§ **DATA RECORDS**
= Beginning of Section =

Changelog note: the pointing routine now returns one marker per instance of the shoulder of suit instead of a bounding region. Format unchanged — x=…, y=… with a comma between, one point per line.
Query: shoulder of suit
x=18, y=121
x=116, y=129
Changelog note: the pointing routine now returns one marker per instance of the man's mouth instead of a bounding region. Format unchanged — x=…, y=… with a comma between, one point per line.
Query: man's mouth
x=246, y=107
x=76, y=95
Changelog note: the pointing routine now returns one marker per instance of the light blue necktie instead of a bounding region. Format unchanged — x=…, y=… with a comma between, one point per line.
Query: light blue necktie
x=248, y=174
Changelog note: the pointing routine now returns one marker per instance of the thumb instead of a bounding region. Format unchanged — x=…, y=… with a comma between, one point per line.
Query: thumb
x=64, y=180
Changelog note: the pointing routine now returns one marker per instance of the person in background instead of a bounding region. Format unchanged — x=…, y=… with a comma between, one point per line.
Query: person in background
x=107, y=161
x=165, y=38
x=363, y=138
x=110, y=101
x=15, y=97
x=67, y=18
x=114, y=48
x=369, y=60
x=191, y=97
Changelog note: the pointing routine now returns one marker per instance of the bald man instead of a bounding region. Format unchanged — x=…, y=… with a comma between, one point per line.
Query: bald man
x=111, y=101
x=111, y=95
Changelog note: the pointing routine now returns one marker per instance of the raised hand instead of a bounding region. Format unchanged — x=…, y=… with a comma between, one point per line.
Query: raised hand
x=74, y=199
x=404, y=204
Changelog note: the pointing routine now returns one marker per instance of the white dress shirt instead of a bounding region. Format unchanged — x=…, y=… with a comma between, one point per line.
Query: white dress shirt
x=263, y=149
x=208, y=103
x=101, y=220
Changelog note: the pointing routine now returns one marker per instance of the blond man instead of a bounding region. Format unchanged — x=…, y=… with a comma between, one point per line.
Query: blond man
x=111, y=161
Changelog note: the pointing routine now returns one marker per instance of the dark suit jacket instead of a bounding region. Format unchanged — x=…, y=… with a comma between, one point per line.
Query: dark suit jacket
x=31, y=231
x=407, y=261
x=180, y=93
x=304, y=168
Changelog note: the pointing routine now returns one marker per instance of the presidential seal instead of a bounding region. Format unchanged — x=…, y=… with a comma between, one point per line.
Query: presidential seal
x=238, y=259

= End of Section =

§ **EXERCISE DETAILS**
An acceptable answer repeats every entry exactly, with nothing omitted.

§ **REPLY**
Changelog note: the pointing routine now returns one marker per instance of the shoulder of suit instead of a bounding region. Format unchanged — x=…, y=… with a comma between, one point per line.
Query: shoulder of suit
x=18, y=121
x=116, y=129
Changelog note: the pointing routine now returns one marker per instance of the man's mouth instead of a bounding region. Format unchanged — x=…, y=… with a comma between, one point per line.
Query: man's mouth
x=246, y=107
x=76, y=95
Changelog note: the pointing routine now returns one marker per instance of the light blue necktie instead of a bounding region. Format unchanged — x=…, y=… with a comma between, one point per line.
Query: light blue necktie
x=248, y=174
Changelog note: the pointing routine now returns one marker per instance of the thumb instead of a bounding region. Format unchanged — x=…, y=… with a comma between, one point per line.
Query: thumb
x=64, y=180
Changelog note: the pointing routine now returns one marker per instance of the person in background instead of a bounding region. Format unchanged — x=…, y=… with a comma between, one point per line.
Query: person in background
x=107, y=161
x=165, y=38
x=363, y=138
x=110, y=101
x=15, y=97
x=67, y=18
x=114, y=48
x=369, y=60
x=191, y=97
Changelog note: the pointing routine now returns one marker per instance of the bald man instead of a bounding region. Format unchanged — x=…, y=… with a comma between, one point per line.
Query: bald man
x=111, y=101
x=111, y=95
Changelog note: the pointing routine now returns one marker per instance of the raised hand instead of a bounding region. Format unchanged — x=…, y=… with a comma between, one point per line.
Query: raised hand
x=74, y=199
x=404, y=204
Changelog note: the pointing routine now returns one marker per instance of the white dress shirt instead of a bounding region. Format unchanged — x=…, y=… with a comma between, one point per line.
Query: white dress shirt
x=263, y=149
x=208, y=103
x=101, y=220
Changelog note: the pointing routine now returns one marker per instance of the blond man instead of a bounding region. Format unchanged — x=…, y=… with a comma between, one point per line.
Query: blond man
x=111, y=161
Changelog note: the pointing routine now returns one marker per instance of the dark suit jacket instead of a bounding region. Format unchanged — x=…, y=… with a comma between, one point per line.
Query: dark suit jacket
x=31, y=231
x=407, y=261
x=180, y=93
x=304, y=168
Changelog note: the pointing routine now returns one marker per instance of the presidential seal instead of a bounding region. Format unchanged — x=…, y=… with a comma between, one point per line.
Query: presidential seal
x=238, y=259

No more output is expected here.